:: Excerpted text

I realize it is wrong to fault an author for not writing the novel you wish he’d written. Still, I couldn’t help being disappointed with the setting and the plot of The Free World, the first novel by the justly celebrated David Bezmozgis.

Bezmozgis, it should be mentioned, was one of the New Yorker’s “20 under 40” celebrated writers. The honorific will certainly follow Bezmozgis for the rest of his life. In his case, it happens to be one that is very much deserved. Bezmozgis’s first book of linked short stories, Natasha, was almost mind-numbingly beautiful in its concision and its stark splendor. His stories and non-fiction prose which have been published in various locales since Natasha (often in the New Yorker) have more than lived up to that first wonderful book.

Bezmozgis moved to Toronto with his family from Latvia as a child. In Natasha, he describes the life of a boy émigré from the former Soviet Union who one assumes is very much like Bezmozgis himself. Through a series of relatively mundane yet without exception heartbreaking, mesmerizing stories, the boy protagonist of Natasha learns to live in a world in which he is, in some ways, the link between the new and the old, the “translator” and “interpreter” of the world around him for both his parents and himself.

::::
:: Items

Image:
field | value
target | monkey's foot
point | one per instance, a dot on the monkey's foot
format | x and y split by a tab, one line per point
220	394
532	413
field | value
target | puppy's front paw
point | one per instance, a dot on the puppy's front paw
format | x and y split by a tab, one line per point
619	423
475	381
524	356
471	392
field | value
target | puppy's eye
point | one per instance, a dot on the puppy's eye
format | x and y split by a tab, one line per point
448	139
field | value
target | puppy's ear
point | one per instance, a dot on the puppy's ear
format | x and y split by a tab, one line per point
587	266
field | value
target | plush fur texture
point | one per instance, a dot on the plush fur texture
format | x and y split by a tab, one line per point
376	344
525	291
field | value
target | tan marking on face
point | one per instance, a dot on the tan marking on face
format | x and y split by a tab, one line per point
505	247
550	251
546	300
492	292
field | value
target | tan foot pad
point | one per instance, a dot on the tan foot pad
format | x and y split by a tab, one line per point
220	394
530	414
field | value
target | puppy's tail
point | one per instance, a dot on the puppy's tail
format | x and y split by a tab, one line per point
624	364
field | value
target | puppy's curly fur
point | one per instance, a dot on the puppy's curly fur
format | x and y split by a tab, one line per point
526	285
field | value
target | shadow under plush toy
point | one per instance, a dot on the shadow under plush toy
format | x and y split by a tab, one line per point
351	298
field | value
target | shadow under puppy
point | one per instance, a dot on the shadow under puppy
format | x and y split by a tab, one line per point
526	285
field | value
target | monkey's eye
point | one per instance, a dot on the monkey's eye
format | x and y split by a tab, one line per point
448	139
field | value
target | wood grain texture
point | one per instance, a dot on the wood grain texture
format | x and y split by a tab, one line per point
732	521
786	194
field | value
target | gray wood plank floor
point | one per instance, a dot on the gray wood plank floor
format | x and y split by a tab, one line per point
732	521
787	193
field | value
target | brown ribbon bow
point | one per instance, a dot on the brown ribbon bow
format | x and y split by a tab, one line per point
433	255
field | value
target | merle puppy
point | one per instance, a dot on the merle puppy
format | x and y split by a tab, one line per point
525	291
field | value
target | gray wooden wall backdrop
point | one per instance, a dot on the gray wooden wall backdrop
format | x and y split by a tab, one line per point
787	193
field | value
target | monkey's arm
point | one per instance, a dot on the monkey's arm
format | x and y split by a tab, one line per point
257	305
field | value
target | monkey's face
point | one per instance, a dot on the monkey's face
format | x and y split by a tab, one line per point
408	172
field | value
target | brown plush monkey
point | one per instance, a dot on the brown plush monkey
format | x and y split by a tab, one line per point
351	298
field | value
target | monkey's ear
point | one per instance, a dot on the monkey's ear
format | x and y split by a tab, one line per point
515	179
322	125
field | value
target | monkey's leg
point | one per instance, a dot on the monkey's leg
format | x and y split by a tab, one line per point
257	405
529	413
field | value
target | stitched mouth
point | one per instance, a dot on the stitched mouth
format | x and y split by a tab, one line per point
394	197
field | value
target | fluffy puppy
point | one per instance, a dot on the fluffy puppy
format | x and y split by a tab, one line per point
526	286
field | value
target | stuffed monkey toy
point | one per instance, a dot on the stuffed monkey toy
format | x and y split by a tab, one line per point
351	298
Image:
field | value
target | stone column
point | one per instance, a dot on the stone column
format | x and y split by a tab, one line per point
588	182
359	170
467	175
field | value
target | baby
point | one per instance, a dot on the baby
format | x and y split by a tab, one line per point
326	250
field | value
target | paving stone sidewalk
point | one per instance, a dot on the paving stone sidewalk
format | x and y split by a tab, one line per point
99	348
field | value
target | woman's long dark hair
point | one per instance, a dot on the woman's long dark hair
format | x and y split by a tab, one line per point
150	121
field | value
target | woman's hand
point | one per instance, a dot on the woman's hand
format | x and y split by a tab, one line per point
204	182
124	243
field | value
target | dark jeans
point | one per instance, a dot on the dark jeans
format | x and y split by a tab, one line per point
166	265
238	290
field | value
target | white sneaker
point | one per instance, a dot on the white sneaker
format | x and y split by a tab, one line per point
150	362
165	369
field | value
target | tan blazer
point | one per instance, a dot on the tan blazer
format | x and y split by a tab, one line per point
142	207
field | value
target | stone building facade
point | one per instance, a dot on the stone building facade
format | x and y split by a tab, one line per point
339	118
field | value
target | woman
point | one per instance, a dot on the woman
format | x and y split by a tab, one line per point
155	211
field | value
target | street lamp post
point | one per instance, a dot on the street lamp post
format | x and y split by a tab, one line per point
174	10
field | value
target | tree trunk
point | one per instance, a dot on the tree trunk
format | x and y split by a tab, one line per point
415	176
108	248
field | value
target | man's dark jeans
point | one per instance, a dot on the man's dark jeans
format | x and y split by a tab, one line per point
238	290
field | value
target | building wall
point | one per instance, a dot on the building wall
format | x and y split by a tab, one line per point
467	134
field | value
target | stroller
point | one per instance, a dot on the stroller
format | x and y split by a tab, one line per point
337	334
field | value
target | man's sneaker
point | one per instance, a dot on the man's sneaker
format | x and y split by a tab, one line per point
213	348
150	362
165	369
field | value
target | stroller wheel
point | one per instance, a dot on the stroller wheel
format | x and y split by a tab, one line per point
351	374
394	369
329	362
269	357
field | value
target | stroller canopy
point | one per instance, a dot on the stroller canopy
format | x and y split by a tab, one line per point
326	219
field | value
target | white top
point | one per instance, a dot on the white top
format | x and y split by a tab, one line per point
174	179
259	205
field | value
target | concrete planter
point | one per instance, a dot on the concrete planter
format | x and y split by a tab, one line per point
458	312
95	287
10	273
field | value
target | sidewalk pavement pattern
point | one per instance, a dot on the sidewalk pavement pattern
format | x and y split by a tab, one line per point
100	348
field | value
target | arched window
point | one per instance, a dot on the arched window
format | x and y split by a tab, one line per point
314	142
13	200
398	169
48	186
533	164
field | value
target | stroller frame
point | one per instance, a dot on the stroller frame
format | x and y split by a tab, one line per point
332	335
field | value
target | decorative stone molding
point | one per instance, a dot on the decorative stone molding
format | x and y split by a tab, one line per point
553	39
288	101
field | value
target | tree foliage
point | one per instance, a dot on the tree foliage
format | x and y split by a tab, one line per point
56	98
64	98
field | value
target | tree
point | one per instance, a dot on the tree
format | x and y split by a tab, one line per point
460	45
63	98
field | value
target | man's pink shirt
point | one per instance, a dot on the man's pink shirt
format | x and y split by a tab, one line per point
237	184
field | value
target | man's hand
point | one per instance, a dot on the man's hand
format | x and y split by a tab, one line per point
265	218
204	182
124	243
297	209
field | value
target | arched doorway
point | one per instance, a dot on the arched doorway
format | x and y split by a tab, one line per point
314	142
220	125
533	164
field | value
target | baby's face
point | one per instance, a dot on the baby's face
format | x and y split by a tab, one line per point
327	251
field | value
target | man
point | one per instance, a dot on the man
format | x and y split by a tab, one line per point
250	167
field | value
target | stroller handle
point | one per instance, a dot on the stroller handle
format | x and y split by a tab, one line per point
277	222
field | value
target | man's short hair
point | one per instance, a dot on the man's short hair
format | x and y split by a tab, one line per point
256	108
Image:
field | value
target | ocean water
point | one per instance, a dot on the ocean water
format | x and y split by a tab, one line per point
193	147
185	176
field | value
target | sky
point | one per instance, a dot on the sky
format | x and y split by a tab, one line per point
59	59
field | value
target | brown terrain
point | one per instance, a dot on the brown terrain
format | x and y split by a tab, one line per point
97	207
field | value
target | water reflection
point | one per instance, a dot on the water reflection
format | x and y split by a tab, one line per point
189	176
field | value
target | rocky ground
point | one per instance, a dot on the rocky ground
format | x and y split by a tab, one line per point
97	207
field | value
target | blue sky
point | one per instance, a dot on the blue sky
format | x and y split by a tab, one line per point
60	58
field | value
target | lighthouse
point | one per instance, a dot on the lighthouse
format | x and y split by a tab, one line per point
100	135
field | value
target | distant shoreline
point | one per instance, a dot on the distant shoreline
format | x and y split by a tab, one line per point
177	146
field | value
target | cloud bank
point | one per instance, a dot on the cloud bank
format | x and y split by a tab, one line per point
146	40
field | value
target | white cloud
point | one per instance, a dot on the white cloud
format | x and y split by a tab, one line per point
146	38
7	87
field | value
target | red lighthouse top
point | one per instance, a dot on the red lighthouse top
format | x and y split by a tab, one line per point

::::

→ **What to do**
1. In the review of David Bezmozgis's novel The Free World, where did Bezmozgis move from as a child, and to which city?
2. Write the next part of the review of The Free World, beginning right after its last sentence.

→ **Task-by-task results**
1. From Latvia to Toronto.

2.
I had hoped that The Free World would continue, or at least in some way expand upon, the world that Bezmozgis created so compellingly in Natasha. Instead, though, of moving forward in The Free World, Bezmozgis in his first novel quite literally takes a step back. While the characters in the novel are, as in Natasha, a family of Soviet émigrés, and while this family is planning on moving to North America, the entirety of the novel takes place in Italy, where the family waits for permission to move to the Free World referenced in the book’s title.

Apparently, the first stop for many Soviet Jews after leaving the Soviet Bloc was Italy. Italy then became a sort of holding pen for the homeless Jews, who hoped to obtain visas while there that would allow them to move on to the non-European English speaking West (America, Canada, Australia). In a sense, Italy – a Western country with what the book describes as large-scale corruption and a large socialist population – was for Soviet Jews a sort of foyer or entrance hall to the Free World, a semblance of the thing, but not the thing itself.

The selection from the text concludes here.